Excerpt provided:
┌──
This past weekend I was chatting with a friend of mine about a variety of topics, including the tragic shootings in Norway. He was trying to establish that the event was an isolated incident by one crazy person, while I was suggesting that those kinds of things don’t happen in a vacuum. I pointed to a parallel argument I had when it comes to hate groups like Blood and Honour – the extremists are often the outliers of a group that holds similar views but would stop short of violence.
His response was fairly typical: “well there are always going to be some racists out there, but that doesn’t mean everyone is responsible.”
He was wrong, for reasons that I discuss in the linked post above, but it was the language he used that particularly irked me. “Some racists” is not a phrase I could ever see myself using, except in an unthinking moment. Not only is it an unwieldy phrase that could be convicted for abuse of the English language, it tips its hand as to how deeply the speaker misunderstands the origins and mechanisms of racism. I’ve touched on this discussion before, but I would like to talk explicitly about why this phrase is either a) meaningless, or b) profoundly ignorant.
└──
Dataset entries
┌──
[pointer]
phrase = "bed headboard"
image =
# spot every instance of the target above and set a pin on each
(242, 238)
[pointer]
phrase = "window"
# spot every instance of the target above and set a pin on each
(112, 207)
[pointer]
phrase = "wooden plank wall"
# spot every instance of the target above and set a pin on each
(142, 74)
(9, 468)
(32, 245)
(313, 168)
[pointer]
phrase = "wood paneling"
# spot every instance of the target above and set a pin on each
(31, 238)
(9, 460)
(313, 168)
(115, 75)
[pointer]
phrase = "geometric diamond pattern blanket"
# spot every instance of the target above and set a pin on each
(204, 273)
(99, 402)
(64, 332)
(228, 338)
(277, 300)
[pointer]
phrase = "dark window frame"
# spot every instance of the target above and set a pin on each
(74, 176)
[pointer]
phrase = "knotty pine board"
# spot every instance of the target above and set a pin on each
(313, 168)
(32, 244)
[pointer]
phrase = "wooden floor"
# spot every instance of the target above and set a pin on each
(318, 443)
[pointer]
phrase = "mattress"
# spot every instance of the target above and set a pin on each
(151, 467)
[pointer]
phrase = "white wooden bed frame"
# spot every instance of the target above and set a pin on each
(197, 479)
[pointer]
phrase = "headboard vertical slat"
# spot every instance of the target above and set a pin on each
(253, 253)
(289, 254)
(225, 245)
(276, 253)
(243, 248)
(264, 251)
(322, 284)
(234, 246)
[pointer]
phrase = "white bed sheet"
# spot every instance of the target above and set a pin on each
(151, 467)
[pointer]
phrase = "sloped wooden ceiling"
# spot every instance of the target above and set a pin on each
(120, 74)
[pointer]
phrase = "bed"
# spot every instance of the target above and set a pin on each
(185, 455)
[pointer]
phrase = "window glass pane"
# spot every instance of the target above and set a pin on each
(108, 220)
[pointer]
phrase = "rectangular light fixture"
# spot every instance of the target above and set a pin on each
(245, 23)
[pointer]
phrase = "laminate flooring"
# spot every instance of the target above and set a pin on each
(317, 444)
└──
Work request A:
List every proper name that appears in the essay about the phrase "some racists."
Work request B:
In the essay about the phrase "some racists," how did the friend describe the shootings in Norway?
Work request C:
Resume the essay about the phrase "some racists" from the point where it stops.

Reply A:
Norway, Blood and Honour, English

Reply B:
As an isolated incident by one crazy person.

Reply C:
First, we must revisit our operational definition of racism. Please note that I am using the term ‘operational definition’ intentionally – I use this definition for my own purposes, but it means many different things to different people. I think that my definition is the most accurate I’ve come across (obviously), but others would disagree. The chief component of my definition is that racism happens when attitudes or beliefs about a racial group are ascribed to an individual. Essentially, it makes the assumption that a person’s racial background provides sufficient information to predict their behaviours, which is not supported by evidence. This is to say nothing of the fact that the attitudes or beliefs about a group could be (and often are) fundamentally flawed.
It becomes fairly clear, when we consider this definition, that all people are potentially susceptible to this kind of heuristic thinking. I am sure that I have gone on rants about what “conservatives” do and do not believe, when conservativism does not necessitate given beliefs on any topic – rather conservative thinking tends to lead to a cluster of beliefs, many of which are often shared by those that describe themselves as “conservative”. It is a cognitive shortcut, but one that oversimplifies a process that is important to understand – what the mental scaffolding supporting conservative beliefs (or liberal beliefs) is. Simply labeling people as “conservatives” masks that thought process, putting effect in the place of cause.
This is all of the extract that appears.